• Task:
In the LCR circuit problem below, what formula does the hint give for the energy stored in an inductor?

• Source:
Question

In a LCR circuit find the energy stored in the inductor at resonance. If voltage of source is 10V and resistance is \[10\Omega \] and inductance is 1H.
A. 0.5J
B. 2J
C. 4J
D. 10J

Answer 1

Hint: This is a basic problem of electronics. Making a circuit diagram will make the question easier to understand and solve. We must know the impedance of the circuit, given by, $ Z=\sqrt{{{R}^{2}}+{{({{\chi }_{L}}-{{\chi }_{C}})}^{2}}} $. Know the resonant frequency conditions for series and parallel LCR circuit conditions, which is given by $ \omega =\dfrac{1}{\sqrt{LC}} $, where $ \omega $ is the resonance angular frequency. We must also remember as to how the electrical energy gets stored in an inductor. The formula for the energy stored in an inductor is given by, $ {{E}_{L}}=\dfrac{1}{2}L{{i}^{2}} $.

Complete step-by-step answer:
We will first start off by making the circuit diagram for the problem.

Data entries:
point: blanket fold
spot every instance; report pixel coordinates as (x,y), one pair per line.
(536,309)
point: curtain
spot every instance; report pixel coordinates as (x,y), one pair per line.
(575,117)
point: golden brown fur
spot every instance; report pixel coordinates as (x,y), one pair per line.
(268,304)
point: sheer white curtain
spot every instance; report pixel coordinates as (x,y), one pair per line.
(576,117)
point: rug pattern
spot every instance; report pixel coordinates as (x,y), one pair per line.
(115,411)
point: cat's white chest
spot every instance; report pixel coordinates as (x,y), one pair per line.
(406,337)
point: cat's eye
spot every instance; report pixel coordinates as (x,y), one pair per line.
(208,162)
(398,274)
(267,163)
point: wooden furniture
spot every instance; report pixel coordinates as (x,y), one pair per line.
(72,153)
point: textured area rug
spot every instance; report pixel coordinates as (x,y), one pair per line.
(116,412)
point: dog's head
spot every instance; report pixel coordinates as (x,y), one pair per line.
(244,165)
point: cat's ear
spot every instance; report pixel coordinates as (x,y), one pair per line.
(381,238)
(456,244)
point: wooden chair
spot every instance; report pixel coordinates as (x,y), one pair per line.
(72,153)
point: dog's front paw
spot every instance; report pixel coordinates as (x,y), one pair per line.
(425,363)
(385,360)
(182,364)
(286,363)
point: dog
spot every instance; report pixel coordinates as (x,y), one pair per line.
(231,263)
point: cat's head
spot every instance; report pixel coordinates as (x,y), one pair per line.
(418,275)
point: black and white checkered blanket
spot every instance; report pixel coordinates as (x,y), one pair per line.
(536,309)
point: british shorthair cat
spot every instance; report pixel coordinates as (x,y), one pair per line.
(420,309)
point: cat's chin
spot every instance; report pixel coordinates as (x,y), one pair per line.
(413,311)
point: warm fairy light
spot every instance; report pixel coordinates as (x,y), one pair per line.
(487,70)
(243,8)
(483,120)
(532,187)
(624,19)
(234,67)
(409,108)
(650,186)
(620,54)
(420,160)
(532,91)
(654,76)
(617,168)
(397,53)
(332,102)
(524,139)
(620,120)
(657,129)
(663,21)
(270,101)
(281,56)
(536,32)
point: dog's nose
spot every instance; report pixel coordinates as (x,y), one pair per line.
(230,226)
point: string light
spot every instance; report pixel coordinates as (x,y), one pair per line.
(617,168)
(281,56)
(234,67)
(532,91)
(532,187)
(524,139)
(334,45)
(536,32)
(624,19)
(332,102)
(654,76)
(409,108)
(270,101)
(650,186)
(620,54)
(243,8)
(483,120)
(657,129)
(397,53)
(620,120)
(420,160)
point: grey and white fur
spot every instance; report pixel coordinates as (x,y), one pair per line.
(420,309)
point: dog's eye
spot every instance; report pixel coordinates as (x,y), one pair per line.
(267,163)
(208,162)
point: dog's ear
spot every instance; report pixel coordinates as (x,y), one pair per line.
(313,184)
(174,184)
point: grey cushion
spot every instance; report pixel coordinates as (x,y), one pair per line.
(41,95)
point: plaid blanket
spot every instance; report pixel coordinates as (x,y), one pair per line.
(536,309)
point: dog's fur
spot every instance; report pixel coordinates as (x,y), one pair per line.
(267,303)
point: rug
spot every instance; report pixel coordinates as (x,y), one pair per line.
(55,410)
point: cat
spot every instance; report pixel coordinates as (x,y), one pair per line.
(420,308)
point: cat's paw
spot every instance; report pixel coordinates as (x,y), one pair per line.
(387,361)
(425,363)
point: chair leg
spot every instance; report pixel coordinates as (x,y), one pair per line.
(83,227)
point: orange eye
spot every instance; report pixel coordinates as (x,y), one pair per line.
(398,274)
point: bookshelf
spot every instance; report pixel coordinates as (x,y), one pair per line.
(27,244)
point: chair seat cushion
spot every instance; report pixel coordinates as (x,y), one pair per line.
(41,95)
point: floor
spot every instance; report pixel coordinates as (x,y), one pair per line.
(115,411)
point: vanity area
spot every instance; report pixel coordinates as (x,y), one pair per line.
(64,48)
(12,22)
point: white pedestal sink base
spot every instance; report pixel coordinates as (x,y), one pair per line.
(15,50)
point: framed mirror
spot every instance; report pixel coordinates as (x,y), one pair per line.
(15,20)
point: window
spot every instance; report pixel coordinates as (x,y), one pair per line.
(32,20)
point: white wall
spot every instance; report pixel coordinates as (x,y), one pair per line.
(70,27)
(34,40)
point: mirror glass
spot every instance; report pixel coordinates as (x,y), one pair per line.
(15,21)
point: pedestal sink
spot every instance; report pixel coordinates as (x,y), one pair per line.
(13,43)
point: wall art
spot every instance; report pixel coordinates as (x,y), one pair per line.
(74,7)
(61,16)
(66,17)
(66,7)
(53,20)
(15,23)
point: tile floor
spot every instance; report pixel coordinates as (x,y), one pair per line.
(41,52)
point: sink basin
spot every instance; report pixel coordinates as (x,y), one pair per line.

• Response for this exercise:
E_L = ½ L i²